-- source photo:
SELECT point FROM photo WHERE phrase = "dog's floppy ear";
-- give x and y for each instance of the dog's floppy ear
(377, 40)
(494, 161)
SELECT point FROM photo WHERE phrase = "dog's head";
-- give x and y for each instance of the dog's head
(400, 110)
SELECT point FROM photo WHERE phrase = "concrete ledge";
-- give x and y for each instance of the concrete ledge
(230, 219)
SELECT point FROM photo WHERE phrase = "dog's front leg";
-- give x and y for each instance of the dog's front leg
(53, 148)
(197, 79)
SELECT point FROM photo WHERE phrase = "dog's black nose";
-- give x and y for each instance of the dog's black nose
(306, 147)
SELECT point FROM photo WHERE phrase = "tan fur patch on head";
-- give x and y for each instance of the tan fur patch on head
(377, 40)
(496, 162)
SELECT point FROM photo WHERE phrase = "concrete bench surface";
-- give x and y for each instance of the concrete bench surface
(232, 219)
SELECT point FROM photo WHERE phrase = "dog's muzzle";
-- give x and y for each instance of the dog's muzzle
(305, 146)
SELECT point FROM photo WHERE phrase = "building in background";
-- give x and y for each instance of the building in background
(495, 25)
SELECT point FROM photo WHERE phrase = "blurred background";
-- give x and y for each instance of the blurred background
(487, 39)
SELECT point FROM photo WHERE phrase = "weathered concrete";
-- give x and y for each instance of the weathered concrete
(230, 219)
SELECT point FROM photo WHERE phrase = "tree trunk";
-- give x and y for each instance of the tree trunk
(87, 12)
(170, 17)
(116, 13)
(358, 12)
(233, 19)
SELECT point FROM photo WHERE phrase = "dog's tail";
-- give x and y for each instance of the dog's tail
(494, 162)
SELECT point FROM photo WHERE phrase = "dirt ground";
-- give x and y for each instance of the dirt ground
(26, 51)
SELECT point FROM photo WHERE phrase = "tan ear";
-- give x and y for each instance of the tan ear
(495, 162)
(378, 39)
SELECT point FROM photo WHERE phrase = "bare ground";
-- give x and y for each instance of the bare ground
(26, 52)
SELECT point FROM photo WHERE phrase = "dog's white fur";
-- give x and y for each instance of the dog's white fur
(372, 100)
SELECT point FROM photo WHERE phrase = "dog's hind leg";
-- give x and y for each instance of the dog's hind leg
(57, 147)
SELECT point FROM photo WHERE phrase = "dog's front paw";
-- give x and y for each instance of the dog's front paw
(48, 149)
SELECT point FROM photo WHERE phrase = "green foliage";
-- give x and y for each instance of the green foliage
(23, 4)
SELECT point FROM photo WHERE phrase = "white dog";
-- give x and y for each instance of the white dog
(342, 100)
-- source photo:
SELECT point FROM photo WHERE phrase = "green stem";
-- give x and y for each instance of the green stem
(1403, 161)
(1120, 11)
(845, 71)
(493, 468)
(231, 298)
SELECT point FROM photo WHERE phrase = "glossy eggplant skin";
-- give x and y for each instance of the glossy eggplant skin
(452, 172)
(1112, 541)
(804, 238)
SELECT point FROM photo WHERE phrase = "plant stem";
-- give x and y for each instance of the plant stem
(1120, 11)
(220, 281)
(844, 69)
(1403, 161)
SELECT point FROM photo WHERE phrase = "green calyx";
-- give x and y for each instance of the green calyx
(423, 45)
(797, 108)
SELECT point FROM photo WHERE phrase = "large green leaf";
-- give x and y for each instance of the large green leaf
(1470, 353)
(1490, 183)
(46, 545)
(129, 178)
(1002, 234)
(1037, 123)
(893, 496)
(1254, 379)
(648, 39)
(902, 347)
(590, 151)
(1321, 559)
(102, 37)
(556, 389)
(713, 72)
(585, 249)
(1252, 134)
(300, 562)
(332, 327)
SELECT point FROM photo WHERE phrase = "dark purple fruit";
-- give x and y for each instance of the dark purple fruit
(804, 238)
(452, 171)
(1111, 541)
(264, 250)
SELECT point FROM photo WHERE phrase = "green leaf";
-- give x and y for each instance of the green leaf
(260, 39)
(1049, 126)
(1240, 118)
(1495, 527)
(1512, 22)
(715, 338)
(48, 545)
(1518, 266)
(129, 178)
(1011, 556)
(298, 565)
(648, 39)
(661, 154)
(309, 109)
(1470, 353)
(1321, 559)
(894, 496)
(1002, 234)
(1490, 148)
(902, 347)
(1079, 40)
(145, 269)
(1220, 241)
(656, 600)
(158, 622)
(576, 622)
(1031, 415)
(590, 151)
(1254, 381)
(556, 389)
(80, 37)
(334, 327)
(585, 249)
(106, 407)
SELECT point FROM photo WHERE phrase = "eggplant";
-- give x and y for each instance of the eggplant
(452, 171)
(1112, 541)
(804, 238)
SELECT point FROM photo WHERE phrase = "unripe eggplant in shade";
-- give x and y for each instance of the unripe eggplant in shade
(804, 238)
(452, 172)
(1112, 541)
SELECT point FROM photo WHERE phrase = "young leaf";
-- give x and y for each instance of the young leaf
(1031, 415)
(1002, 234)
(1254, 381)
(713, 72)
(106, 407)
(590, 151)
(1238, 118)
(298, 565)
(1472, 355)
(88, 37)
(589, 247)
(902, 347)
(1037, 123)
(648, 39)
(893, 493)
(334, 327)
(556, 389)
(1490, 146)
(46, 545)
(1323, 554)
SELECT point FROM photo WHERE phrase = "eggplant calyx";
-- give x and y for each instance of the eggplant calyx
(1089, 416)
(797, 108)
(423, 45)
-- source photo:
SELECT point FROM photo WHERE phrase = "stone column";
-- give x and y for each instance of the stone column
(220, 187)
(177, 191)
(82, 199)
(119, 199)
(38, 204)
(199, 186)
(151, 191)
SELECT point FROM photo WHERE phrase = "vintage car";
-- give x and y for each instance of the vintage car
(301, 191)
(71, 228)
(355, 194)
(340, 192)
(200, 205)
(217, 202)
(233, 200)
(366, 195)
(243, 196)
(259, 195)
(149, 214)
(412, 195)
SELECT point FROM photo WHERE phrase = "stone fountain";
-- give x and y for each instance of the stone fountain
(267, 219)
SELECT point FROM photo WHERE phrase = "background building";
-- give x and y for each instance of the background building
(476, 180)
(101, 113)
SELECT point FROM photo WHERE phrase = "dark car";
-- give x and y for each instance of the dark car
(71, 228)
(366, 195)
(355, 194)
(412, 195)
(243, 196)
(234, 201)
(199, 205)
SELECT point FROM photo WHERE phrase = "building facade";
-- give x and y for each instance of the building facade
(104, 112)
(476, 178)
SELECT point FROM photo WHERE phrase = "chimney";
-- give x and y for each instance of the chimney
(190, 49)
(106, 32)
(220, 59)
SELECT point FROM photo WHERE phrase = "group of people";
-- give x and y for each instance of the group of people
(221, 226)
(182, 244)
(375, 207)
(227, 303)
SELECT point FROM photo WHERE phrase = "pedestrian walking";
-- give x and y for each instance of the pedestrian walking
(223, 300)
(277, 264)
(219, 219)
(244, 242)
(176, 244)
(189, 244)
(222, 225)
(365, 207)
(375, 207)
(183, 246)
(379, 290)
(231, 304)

- Exercise description -
Exact transcription of the listing is needed, with no line left out.

- Result -
-- source photo:
SELECT point FROM photo WHERE phrase = "dog's floppy ear";
-- give x and y for each instance of the dog's floppy ear
(377, 40)
(494, 161)
SELECT point FROM photo WHERE phrase = "dog's head";
-- give x and y for each instance of the dog's head
(400, 110)
SELECT point FROM photo WHERE phrase = "concrete ledge";
-- give x and y for each instance of the concrete ledge
(230, 219)
SELECT point FROM photo WHERE phrase = "dog's front leg";
-- give x and y for each instance of the dog's front leg
(53, 148)
(197, 79)
SELECT point FROM photo WHERE phrase = "dog's black nose";
-- give x and y for each instance of the dog's black nose
(306, 147)
SELECT point FROM photo WHERE phrase = "tan fur patch on head";
-- give x and y for each instance of the tan fur patch on head
(377, 40)
(496, 162)
SELECT point FROM photo WHERE phrase = "concrete bench surface";
-- give x and y for each instance of the concrete bench surface
(232, 219)
SELECT point FROM photo WHERE phrase = "dog's muzzle";
-- give x and y for each instance of the dog's muzzle
(305, 146)
SELECT point FROM photo WHERE phrase = "building in background";
-- give x and y for each instance of the building in background
(495, 25)
SELECT point FROM photo WHERE phrase = "blurred background";
-- give x and y for each instance of the blurred background
(487, 39)
SELECT point FROM photo WHERE phrase = "weathered concrete";
-- give x and y for each instance of the weathered concrete
(230, 219)
SELECT point FROM photo WHERE phrase = "tree trunk";
-- give x and y for each instance of the tree trunk
(87, 12)
(170, 17)
(116, 13)
(358, 12)
(233, 19)
SELECT point FROM photo WHERE phrase = "dog's tail";
-- give x and y for each instance of the dog's tail
(494, 162)
SELECT point FROM photo WHERE phrase = "dirt ground";
-- give x and y for each instance of the dirt ground
(26, 51)
SELECT point FROM photo WHERE phrase = "tan ear";
-- give x and y for each instance of the tan ear
(495, 162)
(378, 39)
SELECT point FROM photo WHERE phrase = "bare ground";
-- give x and y for each instance of the bare ground
(26, 52)
SELECT point FROM photo WHERE phrase = "dog's white fur";
-- give x and y for each instance of the dog's white fur
(372, 100)
SELECT point FROM photo WHERE phrase = "dog's hind leg";
-- give x and y for each instance of the dog's hind leg
(57, 147)
SELECT point FROM photo WHERE phrase = "dog's front paw";
-- give x and y for each instance of the dog's front paw
(48, 149)
SELECT point FROM photo WHERE phrase = "green foliage";
-- give x and y for each instance of the green foliage
(23, 4)
SELECT point FROM photo WHERE phrase = "white dog";
-- give x and y for each instance of the white dog
(342, 100)
-- source photo:
SELECT point FROM photo WHERE phrase = "green stem";
-- give x and y for each instance of the green stem
(1403, 161)
(1120, 11)
(845, 71)
(493, 468)
(231, 298)
SELECT point FROM photo WHERE phrase = "glossy eggplant skin";
-- give x and y for each instance of the glossy eggplant skin
(452, 172)
(1112, 541)
(804, 238)
SELECT point FROM photo WHERE phrase = "plant stem";
-- give x and y for each instance of the plant stem
(1120, 11)
(220, 281)
(844, 69)
(1403, 161)
SELECT point FROM photo WHERE phrase = "green calyx";
-- give x and y for each instance of the green calyx
(423, 45)
(797, 108)
SELECT point FROM photo WHERE phrase = "large green leaf";
-- give x and y for each instance of the large green leaf
(1470, 353)
(1490, 183)
(46, 545)
(129, 178)
(1002, 234)
(1037, 123)
(893, 496)
(1254, 379)
(648, 39)
(902, 347)
(590, 151)
(1321, 559)
(102, 37)
(556, 389)
(713, 72)
(585, 249)
(1252, 134)
(300, 562)
(332, 327)
SELECT point FROM photo WHERE phrase = "dark purple fruit";
-- give x and y for each instance of the dark purple fruit
(804, 238)
(452, 171)
(1111, 541)
(264, 250)
SELECT point FROM photo WHERE phrase = "green leaf";
-- give x and y for each instance of the green leaf
(260, 39)
(1049, 126)
(1240, 118)
(1495, 527)
(1512, 22)
(715, 338)
(48, 545)
(1518, 266)
(129, 178)
(1011, 556)
(298, 565)
(648, 39)
(661, 154)
(309, 109)
(1470, 353)
(1321, 559)
(894, 496)
(1002, 234)
(1490, 148)
(902, 347)
(1079, 40)
(145, 269)
(1220, 241)
(656, 600)
(158, 622)
(576, 622)
(1031, 415)
(590, 151)
(1254, 381)
(556, 389)
(80, 37)
(334, 327)
(585, 249)
(106, 407)
SELECT point FROM photo WHERE phrase = "eggplant";
-- give x and y for each instance of the eggplant
(452, 171)
(1112, 541)
(804, 238)
SELECT point FROM photo WHERE phrase = "unripe eggplant in shade";
-- give x and y for each instance of the unripe eggplant in shade
(804, 238)
(452, 172)
(1112, 541)
SELECT point FROM photo WHERE phrase = "young leaf";
-- give x and y for each instance of the young leaf
(1031, 415)
(1002, 234)
(1254, 381)
(713, 72)
(106, 407)
(590, 151)
(1238, 118)
(298, 565)
(1472, 355)
(88, 37)
(589, 247)
(902, 347)
(1037, 123)
(648, 39)
(893, 493)
(334, 327)
(556, 389)
(1490, 146)
(46, 545)
(1323, 554)
SELECT point FROM photo WHERE phrase = "eggplant calyx";
-- give x and y for each instance of the eggplant calyx
(1089, 416)
(797, 108)
(423, 45)
-- source photo:
SELECT point FROM photo WHERE phrase = "stone column";
-- give x and y for each instance of the stone column
(220, 187)
(177, 191)
(82, 199)
(119, 199)
(38, 204)
(199, 186)
(151, 191)
SELECT point FROM photo WHERE phrase = "vintage car";
-- give x and y for each instance of the vintage car
(301, 191)
(71, 228)
(355, 194)
(340, 192)
(200, 205)
(217, 202)
(233, 200)
(366, 195)
(243, 196)
(259, 195)
(149, 214)
(412, 195)
SELECT point FROM photo WHERE phrase = "stone fountain";
-- give x and y for each instance of the stone fountain
(267, 219)
SELECT point FROM photo WHERE phrase = "background building";
-- give x and y for each instance of the background building
(476, 180)
(101, 113)
SELECT point FROM photo WHERE phrase = "dark car";
-- give x and y for each instance of the dark car
(71, 228)
(366, 195)
(355, 194)
(412, 195)
(243, 196)
(234, 201)
(199, 205)
SELECT point FROM photo WHERE phrase = "building facade";
-- give x and y for each instance of the building facade
(104, 112)
(476, 178)
SELECT point FROM photo WHERE phrase = "chimney";
-- give x and y for each instance of the chimney
(190, 49)
(106, 32)
(220, 59)
SELECT point FROM photo WHERE phrase = "group of people";
-- give x and y for each instance of the group of people
(221, 226)
(182, 244)
(375, 207)
(227, 303)
SELECT point FROM photo WHERE phrase = "pedestrian walking";
-- give x and y for each instance of the pedestrian walking
(223, 300)
(277, 264)
(219, 219)
(244, 242)
(176, 244)
(189, 244)
(222, 225)
(365, 207)
(375, 207)
(183, 246)
(379, 290)
(231, 304)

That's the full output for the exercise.